Rewrite the part of the material that opens with the line containing "Reviewer note: confirm that each instance of the blue" and closes at the end of the material, substituting "clear sky" for each occurrence of "blue sky". Return only that part, with everything else left unchanged.

◆ Given records:
===============

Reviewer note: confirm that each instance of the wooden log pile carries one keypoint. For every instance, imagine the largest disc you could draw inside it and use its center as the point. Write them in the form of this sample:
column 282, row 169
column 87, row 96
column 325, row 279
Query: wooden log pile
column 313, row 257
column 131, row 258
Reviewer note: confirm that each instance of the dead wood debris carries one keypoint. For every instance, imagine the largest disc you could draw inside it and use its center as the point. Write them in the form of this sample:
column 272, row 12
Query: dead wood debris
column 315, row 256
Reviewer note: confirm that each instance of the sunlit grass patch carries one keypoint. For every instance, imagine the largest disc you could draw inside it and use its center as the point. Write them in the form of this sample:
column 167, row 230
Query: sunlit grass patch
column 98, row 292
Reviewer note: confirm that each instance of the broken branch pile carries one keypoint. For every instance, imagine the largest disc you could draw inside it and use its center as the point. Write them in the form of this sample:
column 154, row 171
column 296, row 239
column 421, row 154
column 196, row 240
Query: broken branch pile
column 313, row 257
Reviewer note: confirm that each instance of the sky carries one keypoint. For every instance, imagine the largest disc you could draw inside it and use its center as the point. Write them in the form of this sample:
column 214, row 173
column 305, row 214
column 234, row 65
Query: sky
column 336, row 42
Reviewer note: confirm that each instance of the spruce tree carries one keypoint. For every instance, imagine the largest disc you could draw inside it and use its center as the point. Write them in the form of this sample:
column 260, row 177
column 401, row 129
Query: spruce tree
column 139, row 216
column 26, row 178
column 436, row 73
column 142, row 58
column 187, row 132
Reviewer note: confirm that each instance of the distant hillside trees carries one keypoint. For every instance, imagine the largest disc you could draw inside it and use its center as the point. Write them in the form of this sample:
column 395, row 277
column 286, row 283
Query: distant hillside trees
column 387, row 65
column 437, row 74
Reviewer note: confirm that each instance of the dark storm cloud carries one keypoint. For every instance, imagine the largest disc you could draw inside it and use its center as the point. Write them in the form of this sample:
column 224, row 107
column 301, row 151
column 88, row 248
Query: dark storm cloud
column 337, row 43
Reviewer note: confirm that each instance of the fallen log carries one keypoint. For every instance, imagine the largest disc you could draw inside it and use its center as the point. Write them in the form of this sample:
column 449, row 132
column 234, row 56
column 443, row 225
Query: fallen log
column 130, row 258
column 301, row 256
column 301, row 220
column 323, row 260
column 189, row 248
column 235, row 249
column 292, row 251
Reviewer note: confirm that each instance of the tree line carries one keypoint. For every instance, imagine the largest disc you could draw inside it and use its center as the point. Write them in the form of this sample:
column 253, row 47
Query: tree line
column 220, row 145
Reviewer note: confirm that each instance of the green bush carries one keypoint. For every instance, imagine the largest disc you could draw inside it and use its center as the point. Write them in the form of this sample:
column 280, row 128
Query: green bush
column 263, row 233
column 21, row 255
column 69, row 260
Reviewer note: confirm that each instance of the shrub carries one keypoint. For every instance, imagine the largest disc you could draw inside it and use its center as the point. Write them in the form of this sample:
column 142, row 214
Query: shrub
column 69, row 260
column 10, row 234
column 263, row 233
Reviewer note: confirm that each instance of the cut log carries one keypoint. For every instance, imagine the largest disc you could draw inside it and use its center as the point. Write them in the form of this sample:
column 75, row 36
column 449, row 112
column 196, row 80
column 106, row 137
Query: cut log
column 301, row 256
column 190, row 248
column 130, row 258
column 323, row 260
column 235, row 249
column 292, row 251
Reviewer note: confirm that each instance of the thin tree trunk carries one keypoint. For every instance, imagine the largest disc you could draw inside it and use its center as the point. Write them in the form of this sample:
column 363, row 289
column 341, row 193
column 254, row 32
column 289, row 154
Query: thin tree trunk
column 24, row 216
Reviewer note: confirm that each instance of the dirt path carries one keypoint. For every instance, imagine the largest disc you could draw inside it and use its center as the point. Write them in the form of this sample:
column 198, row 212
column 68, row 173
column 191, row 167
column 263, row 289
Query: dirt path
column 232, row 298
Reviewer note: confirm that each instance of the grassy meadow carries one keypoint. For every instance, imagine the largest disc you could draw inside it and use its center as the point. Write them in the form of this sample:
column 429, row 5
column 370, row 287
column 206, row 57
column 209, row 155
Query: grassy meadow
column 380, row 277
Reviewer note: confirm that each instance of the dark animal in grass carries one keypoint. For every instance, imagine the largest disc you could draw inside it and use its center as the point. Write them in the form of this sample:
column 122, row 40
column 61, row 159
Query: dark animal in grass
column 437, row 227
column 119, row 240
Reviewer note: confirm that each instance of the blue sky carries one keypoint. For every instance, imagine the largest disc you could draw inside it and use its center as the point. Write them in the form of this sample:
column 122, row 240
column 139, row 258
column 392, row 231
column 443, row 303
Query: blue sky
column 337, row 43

===============

◆ The solution:
Reviewer note: confirm that each instance of the clear sky carries one keypoint. For every instance, imagine the largest disc you could draw inside it and use its center as the point. Write them in the form of this sample:
column 122, row 240
column 139, row 258
column 392, row 231
column 443, row 303
Query: clear sky
column 337, row 43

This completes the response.